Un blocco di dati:
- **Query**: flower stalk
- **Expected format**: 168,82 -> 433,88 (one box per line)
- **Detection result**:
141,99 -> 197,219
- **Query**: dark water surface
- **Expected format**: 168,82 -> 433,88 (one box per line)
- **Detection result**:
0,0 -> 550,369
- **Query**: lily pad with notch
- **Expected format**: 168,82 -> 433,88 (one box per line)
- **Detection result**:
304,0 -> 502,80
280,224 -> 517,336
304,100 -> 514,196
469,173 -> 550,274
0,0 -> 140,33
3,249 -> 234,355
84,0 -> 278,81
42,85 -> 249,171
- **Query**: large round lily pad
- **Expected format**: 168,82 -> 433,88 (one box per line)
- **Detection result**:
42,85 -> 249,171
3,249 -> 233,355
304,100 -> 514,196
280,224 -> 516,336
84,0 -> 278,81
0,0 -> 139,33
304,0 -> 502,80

--

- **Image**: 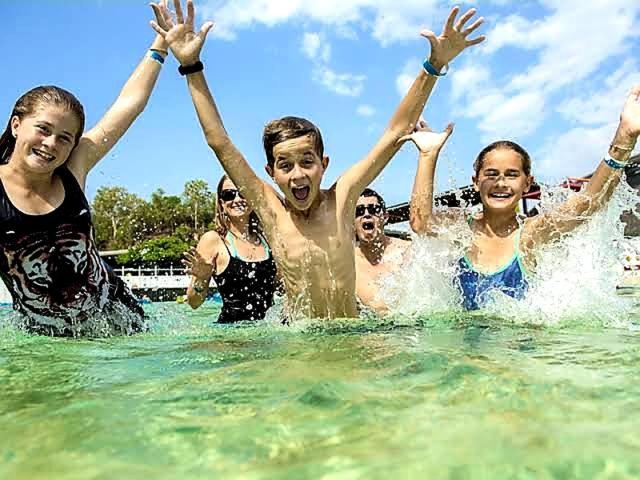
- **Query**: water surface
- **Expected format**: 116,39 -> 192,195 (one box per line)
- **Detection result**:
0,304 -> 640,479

### Consegna
Per favore, riscrivi come elenco numerato solo le righe dei dati che partono da quella contenente "- **Query**: flower stalk" e arrivano a quella contenente "0,0 -> 550,369", entrambe incluse, omettendo le righe vuote.

### Soluzione
1. - **Query**: flower stalk
2. - **Expected format**: 168,82 -> 433,88 (one box per line)
3. - **Detection result**:
4. 141,99 -> 197,219
5. - **Query**: dark water surface
6. - **Expected format**: 168,82 -> 433,88 (one box per line)
7. - **Detection result**:
8. 0,0 -> 550,369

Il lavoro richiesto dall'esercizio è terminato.